── Seitentext ──
Wo sich bis zum Ende der Saison des Clubhotels am vergangenen Sonntag noch spanische Gäste mit Kindern am Pool tummelten, sind die deutschsprachigen Fans der harten Gitarrenriffs und lauten Stimmen nun völlig unter sich. Statt abgetrenntem Backstage-Bereich feiern die Gäste mit ihren Idolen beim Absacker an der Hotelbar oder schlafen mit ihnen Tür an Tür. Darunter deutsche Künstler wie Doro Pesch oder die „Emil Bulls”.

„Die Metaller sind gesittet”, sagt Organisationsleiter Jan Struwe. Und tatsächlich stecken hinter coolen Blicken, langen Bärten, schweren Metallketten und aufnäherverzierten Jeans-Kutten Normalbürger, die im Alltag Speditionskauffrau, Rechtsberater oder Konstrukteur sind. 2019 kommt das Festival auch per Schiff zurück: Die „Full Metal Cruise” wird wieder in Palma und im intern entsprechend umgetauften „Metalmeer” sein.

Anlässlich der Flutkatastrophe von Sant Llorenç nur wenige Tage vor Veranstaltungsbeginn möchte Veranstalter ICS die Einnahmen aus der Tombola an Hilfsprogramme spenden.
───
── Datenteil ──
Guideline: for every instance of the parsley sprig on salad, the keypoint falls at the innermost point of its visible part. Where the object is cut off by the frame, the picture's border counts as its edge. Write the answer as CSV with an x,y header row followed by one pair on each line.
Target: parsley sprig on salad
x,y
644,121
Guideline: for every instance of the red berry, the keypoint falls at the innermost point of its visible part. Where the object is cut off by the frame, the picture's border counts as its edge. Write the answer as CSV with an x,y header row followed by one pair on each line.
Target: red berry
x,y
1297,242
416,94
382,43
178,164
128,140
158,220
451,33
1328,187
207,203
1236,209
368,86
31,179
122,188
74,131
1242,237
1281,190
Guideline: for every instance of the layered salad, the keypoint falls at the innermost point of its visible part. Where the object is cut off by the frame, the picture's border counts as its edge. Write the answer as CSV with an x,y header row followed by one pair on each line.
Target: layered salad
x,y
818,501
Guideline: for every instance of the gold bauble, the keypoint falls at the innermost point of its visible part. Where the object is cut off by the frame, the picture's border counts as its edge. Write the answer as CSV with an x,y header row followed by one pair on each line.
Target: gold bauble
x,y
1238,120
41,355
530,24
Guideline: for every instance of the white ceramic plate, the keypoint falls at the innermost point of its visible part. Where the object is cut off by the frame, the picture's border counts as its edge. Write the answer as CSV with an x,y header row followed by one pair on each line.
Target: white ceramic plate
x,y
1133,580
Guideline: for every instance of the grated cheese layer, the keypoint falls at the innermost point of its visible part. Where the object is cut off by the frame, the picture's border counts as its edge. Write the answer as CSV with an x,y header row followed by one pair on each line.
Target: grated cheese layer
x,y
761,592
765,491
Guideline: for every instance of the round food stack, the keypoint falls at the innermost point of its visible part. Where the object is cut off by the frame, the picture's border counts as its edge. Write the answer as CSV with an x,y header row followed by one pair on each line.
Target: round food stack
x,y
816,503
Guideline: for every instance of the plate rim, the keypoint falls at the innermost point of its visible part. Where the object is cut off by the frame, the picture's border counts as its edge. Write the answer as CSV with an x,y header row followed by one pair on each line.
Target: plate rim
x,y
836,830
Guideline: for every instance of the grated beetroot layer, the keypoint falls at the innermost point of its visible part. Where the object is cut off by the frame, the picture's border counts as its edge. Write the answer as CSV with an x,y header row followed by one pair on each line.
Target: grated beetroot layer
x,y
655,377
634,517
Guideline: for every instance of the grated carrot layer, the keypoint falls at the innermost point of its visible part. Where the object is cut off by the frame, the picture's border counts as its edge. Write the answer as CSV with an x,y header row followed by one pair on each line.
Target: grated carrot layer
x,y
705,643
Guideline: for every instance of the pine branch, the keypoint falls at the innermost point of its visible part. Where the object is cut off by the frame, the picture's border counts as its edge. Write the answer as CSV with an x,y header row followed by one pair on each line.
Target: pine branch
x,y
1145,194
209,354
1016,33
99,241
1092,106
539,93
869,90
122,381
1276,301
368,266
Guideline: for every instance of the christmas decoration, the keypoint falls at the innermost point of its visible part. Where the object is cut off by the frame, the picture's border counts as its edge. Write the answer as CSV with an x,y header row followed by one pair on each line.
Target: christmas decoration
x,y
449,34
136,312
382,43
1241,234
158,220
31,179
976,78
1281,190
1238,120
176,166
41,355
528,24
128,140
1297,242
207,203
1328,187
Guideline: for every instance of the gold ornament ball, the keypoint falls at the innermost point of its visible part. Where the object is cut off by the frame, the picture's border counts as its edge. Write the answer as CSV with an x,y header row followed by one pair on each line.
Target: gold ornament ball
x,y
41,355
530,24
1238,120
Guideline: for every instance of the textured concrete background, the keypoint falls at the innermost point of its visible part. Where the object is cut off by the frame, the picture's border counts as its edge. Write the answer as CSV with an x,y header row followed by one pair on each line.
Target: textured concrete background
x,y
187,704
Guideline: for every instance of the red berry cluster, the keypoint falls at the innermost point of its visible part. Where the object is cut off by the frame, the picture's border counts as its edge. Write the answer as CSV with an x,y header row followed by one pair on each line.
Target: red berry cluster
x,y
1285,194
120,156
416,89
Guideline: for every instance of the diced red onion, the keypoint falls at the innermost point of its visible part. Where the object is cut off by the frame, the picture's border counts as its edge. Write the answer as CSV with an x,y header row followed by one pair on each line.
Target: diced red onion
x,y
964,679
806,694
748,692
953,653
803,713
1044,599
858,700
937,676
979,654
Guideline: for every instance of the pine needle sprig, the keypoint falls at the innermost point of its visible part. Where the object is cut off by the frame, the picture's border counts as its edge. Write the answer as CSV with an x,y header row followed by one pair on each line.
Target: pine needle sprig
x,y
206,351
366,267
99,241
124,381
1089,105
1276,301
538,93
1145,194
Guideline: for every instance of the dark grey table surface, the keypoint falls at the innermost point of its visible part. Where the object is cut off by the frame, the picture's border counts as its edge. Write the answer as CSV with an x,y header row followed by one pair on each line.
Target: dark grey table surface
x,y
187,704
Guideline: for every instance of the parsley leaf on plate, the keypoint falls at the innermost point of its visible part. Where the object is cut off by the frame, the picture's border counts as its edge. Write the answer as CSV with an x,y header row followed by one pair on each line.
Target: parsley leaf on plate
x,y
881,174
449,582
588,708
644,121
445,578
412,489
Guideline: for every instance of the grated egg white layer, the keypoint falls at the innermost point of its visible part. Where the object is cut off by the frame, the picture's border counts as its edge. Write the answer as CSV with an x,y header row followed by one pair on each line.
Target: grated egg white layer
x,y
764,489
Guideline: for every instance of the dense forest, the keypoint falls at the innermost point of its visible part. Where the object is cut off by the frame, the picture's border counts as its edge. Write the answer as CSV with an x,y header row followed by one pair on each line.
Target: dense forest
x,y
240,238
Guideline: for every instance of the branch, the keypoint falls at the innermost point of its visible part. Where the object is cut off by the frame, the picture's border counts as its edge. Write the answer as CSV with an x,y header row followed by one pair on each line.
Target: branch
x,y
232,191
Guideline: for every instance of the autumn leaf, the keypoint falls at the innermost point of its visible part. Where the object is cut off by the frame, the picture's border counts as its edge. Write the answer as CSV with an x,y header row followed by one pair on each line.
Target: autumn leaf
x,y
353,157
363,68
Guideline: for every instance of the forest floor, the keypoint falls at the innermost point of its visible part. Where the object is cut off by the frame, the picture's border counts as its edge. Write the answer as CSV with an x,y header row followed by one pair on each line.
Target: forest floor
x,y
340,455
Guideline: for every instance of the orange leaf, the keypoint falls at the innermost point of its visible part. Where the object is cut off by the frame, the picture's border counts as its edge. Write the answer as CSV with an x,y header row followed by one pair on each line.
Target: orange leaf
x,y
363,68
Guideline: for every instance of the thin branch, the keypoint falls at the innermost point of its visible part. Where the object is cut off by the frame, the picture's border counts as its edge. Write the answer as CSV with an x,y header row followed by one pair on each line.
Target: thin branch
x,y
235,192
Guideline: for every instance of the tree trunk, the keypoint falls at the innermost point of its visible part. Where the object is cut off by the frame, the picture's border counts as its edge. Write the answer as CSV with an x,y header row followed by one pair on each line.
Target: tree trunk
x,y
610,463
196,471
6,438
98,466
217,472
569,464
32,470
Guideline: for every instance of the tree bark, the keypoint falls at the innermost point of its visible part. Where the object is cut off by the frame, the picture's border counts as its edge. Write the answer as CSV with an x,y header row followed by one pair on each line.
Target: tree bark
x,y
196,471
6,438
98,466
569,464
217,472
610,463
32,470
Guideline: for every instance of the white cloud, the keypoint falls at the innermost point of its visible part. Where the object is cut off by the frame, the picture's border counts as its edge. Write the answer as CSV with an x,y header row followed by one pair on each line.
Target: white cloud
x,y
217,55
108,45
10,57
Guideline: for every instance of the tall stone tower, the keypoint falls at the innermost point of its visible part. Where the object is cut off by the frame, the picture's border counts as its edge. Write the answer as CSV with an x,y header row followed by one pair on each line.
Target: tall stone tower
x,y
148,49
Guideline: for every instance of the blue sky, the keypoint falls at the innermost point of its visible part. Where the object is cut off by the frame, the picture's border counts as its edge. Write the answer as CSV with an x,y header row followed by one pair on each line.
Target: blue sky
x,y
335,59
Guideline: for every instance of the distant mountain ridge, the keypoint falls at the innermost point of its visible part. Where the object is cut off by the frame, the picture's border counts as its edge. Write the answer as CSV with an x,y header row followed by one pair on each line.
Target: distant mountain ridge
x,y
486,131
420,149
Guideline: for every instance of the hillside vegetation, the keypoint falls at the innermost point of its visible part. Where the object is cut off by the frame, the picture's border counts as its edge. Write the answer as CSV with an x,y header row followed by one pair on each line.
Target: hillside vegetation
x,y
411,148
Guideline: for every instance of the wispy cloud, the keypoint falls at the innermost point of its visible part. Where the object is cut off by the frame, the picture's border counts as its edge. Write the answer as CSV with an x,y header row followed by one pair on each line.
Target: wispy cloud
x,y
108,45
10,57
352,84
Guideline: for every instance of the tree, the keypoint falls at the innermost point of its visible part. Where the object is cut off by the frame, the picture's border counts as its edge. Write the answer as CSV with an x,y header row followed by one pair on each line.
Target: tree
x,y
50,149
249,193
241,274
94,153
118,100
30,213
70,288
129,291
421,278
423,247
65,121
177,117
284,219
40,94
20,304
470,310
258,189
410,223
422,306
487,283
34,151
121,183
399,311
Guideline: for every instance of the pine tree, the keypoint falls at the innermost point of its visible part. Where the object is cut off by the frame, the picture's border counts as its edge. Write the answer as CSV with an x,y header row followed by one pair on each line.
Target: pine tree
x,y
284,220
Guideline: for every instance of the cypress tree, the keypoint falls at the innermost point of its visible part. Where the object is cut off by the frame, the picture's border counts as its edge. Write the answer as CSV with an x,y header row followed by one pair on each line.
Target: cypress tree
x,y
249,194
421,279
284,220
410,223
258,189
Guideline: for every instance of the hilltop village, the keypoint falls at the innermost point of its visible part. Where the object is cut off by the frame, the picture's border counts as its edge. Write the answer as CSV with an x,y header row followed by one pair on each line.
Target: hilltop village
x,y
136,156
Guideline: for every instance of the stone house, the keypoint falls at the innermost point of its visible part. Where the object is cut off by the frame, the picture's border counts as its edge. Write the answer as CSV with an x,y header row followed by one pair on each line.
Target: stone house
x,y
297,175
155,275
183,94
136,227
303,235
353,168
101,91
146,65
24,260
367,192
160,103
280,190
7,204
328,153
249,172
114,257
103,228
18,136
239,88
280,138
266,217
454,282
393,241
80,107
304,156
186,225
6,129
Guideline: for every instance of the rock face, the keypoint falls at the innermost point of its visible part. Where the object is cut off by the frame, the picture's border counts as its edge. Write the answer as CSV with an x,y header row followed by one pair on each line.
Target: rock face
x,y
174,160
───
- Aufgabenstellung
Beantworte die folgenden Fragen anhand des Seitentextes, jede in einer eigenen Zeile:
1. Welche deutschen Künstler werden namentlich genannt?
2. Wer ist der Organisationsleiter?
3. Wem möchte der Veranstalter ICS die Einnahmen aus der Tombola spenden?
Die Datensätze werden hier nicht gebraucht.

- Das Ergebnis
1. Doro Pesch und die „Emil Bulls”.
2. Jan Struwe.
3. Hilfsprogrammen anlässlich der Flutkatastrophe von Sant Llorenç.